Shape annotation entries
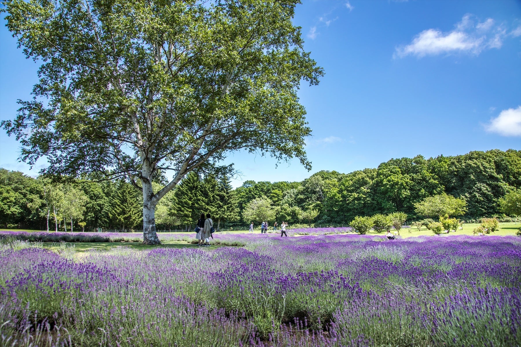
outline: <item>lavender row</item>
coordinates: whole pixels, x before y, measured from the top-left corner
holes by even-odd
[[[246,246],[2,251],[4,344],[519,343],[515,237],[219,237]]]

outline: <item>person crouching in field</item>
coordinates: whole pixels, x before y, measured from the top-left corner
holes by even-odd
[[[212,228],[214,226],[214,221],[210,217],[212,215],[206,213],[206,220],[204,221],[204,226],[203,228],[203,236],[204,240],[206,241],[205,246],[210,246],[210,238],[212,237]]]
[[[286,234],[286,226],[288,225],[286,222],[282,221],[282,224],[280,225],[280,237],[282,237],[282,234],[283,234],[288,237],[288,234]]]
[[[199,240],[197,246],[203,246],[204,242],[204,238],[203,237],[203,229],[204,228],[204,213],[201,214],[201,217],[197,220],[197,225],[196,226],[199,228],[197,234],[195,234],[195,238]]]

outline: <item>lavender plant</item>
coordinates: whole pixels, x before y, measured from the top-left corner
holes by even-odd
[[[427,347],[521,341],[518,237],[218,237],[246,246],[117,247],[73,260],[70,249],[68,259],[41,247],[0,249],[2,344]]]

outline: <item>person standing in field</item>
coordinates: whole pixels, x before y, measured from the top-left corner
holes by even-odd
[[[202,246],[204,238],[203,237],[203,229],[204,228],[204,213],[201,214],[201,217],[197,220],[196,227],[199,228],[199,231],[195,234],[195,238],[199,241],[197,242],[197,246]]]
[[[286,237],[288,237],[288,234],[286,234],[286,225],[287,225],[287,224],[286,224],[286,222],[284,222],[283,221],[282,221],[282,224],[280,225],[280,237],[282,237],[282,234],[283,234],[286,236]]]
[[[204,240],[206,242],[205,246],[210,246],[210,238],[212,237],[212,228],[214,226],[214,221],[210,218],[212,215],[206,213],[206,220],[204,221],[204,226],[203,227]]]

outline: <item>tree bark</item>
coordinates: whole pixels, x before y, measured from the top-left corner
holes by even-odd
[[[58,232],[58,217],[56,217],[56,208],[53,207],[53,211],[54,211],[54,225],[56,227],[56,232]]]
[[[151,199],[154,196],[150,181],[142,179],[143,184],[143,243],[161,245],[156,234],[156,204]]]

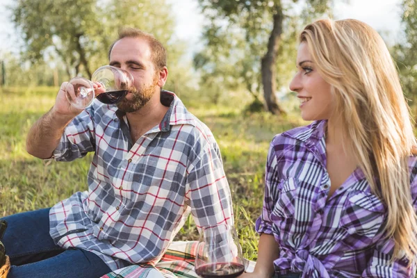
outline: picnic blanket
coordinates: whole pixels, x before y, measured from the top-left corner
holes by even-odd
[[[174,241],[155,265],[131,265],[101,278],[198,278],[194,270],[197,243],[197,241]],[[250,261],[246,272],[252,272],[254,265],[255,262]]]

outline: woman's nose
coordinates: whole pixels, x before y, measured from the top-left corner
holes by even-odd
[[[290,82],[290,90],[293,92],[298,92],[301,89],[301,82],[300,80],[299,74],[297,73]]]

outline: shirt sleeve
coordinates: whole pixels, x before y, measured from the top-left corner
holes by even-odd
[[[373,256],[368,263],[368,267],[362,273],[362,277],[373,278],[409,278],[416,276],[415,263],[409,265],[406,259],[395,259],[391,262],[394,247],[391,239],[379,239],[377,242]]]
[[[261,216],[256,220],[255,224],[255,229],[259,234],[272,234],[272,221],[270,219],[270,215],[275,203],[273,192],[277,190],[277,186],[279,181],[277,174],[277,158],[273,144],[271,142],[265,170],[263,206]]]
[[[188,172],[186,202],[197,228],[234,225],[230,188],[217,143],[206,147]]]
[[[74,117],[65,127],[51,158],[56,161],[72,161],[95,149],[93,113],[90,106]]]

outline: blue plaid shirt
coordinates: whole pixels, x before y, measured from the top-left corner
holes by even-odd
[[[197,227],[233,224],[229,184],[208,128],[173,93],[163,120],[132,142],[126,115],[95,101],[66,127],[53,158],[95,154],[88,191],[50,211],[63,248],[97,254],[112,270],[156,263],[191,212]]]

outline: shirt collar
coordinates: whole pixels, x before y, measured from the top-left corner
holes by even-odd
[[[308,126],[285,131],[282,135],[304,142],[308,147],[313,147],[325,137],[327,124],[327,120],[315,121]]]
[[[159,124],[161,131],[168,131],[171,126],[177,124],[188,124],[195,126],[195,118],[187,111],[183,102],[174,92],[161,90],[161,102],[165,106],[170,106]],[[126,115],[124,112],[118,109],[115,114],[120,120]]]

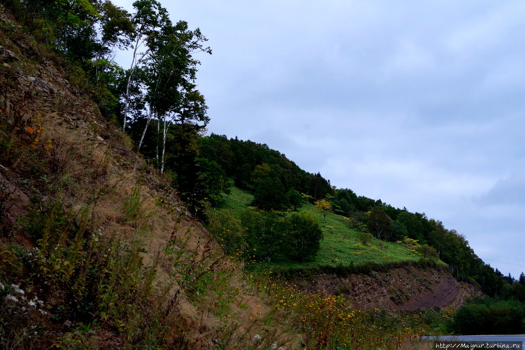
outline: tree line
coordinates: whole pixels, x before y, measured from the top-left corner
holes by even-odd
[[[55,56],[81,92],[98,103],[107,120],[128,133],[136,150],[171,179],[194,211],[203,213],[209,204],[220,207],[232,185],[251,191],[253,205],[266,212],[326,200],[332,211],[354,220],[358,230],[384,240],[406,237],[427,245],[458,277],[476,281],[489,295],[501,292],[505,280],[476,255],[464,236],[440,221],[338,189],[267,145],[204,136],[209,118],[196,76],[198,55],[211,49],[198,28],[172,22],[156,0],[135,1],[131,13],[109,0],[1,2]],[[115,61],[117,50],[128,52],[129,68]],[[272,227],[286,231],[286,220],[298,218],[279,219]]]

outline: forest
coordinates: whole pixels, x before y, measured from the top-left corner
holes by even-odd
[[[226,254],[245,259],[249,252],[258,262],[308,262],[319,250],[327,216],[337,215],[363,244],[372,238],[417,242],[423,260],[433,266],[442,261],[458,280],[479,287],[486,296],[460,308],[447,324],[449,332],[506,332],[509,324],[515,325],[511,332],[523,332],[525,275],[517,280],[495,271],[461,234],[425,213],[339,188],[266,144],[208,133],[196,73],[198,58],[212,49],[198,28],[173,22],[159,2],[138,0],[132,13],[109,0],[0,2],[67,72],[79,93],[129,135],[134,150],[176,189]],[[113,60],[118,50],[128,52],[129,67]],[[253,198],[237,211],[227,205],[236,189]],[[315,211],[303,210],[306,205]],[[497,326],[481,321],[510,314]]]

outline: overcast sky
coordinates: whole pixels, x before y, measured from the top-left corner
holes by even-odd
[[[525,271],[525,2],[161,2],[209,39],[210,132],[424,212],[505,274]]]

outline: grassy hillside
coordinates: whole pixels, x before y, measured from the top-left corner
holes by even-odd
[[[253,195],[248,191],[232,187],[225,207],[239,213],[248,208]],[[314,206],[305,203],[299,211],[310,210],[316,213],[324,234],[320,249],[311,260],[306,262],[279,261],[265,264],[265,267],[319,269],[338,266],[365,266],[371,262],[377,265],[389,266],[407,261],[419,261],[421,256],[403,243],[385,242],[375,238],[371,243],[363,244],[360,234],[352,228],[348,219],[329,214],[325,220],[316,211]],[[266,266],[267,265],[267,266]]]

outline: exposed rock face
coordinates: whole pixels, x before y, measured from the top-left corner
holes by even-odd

---

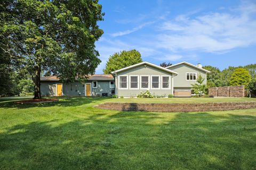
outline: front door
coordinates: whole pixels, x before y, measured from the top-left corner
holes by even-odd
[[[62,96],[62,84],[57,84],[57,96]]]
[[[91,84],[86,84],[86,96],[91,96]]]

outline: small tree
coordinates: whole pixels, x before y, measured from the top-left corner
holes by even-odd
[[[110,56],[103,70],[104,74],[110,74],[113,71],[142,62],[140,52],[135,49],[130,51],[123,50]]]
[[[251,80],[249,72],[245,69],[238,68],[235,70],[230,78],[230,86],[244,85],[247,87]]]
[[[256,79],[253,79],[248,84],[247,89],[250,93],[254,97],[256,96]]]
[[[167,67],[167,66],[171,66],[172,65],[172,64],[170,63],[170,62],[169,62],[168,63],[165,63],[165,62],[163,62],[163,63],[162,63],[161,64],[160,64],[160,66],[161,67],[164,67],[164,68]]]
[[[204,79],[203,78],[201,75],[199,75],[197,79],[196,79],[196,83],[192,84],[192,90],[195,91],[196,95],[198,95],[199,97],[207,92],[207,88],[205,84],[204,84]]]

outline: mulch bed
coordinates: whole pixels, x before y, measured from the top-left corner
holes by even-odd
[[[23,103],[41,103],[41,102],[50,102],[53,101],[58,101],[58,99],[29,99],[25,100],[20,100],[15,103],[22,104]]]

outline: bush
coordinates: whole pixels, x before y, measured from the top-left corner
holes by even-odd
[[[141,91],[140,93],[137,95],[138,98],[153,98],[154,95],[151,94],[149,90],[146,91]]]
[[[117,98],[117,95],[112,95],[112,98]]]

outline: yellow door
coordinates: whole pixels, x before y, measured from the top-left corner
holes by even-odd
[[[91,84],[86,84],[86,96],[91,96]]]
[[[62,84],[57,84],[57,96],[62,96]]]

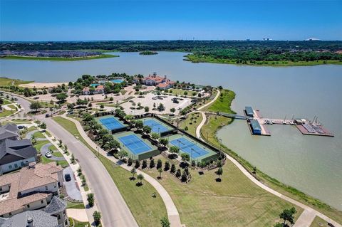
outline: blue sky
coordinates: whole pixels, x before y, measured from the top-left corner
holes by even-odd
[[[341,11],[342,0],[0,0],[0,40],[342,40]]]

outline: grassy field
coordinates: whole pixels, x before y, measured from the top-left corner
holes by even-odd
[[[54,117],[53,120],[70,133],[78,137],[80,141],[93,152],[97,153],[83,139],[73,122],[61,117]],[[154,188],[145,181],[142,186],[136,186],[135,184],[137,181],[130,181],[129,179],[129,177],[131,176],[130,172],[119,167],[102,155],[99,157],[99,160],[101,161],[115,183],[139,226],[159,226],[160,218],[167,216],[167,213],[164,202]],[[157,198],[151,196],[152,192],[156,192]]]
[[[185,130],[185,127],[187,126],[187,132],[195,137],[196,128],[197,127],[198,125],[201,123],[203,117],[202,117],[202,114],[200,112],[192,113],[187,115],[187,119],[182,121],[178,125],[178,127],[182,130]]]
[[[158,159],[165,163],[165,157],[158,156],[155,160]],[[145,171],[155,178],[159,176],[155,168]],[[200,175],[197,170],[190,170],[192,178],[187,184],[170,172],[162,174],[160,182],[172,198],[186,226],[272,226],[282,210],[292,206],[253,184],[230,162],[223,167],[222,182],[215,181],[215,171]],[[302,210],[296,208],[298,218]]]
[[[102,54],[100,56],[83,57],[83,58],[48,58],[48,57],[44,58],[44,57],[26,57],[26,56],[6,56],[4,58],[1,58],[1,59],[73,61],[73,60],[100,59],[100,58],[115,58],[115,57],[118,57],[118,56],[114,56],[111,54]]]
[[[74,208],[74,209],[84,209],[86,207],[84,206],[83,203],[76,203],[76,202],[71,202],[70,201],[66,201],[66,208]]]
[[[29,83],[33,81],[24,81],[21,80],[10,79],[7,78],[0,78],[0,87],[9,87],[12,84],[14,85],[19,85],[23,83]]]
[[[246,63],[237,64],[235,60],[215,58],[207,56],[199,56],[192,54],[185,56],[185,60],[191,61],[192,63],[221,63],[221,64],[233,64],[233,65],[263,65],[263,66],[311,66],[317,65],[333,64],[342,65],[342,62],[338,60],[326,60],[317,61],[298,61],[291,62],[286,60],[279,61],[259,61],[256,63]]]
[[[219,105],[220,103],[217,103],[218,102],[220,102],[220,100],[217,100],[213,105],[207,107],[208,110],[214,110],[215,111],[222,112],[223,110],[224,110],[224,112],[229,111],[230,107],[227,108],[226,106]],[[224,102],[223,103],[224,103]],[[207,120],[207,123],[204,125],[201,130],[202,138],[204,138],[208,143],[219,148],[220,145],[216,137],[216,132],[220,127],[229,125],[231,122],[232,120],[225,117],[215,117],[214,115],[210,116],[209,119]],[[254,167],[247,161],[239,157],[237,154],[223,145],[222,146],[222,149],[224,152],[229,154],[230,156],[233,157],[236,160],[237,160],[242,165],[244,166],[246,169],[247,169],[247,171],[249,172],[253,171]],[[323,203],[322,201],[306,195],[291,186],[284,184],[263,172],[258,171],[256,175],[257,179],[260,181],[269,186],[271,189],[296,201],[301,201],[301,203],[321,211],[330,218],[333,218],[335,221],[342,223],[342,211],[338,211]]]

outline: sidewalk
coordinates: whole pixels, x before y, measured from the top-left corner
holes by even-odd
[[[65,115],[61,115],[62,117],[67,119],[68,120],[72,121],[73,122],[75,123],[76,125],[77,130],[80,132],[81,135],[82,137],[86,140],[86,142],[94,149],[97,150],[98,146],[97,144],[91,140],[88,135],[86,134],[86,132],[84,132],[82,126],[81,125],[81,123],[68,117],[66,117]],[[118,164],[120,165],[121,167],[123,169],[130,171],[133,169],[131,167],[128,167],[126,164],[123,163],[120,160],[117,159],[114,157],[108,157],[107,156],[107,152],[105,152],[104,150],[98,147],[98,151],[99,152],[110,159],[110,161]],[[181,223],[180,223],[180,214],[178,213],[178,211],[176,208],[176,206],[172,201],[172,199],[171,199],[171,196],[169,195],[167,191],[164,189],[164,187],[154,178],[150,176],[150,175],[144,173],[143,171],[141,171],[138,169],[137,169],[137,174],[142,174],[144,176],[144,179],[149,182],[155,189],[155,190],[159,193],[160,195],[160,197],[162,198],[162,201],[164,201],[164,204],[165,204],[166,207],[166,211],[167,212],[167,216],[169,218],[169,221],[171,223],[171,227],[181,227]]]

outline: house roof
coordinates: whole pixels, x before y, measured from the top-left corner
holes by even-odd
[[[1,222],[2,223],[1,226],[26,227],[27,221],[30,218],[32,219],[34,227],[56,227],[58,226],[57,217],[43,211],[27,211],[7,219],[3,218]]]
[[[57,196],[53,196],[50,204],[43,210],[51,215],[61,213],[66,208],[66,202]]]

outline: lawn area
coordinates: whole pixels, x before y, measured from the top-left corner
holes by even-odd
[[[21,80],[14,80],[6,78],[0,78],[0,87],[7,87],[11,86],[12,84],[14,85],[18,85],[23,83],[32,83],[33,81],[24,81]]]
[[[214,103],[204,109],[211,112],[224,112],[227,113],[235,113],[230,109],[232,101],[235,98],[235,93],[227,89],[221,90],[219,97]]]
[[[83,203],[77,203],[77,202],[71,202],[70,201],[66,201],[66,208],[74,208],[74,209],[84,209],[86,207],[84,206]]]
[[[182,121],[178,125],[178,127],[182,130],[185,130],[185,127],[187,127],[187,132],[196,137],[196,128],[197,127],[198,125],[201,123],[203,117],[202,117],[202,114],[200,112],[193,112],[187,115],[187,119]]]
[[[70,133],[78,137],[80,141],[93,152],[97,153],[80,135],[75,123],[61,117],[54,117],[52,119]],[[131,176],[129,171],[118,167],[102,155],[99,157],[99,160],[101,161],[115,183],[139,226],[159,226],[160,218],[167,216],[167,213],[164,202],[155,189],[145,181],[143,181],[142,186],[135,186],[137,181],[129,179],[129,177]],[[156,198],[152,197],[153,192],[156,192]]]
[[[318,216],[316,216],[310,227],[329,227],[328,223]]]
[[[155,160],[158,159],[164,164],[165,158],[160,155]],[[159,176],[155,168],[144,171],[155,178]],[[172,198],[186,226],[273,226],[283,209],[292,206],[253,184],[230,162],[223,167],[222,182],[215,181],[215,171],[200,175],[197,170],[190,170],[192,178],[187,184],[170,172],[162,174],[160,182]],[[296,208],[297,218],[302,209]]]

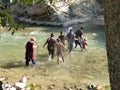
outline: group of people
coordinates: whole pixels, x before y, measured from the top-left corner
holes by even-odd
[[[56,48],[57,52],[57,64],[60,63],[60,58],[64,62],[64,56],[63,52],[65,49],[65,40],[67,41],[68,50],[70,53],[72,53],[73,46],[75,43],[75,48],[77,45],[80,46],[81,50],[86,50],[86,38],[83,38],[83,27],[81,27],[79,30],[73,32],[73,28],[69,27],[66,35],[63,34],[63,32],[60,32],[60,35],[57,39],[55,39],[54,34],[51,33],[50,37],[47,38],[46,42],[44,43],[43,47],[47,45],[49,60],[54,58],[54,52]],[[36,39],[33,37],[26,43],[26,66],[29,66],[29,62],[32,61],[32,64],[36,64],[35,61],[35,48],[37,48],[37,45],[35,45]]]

Goal: Update the listing lines from the line with "outline: yellow door" up to and including the line with "[[[341,11],[342,0],[0,0],[0,40],[342,40]]]" by replacing "whole pixels" with "integer pixels", and return only those lines with nothing else changed. Omit the pictures from your answer.

Reply to the task:
outline: yellow door
coordinates: integer pixels, x before y, measured from the top-left corner
holes by even-odd
[[[91,84],[86,84],[86,96],[91,96]]]
[[[62,84],[57,84],[57,96],[62,96]]]

outline: blue sky
coordinates: integer pixels, x before y, measured from the top-left corner
holes by even-odd
[[[341,11],[342,0],[0,0],[0,40],[342,40]]]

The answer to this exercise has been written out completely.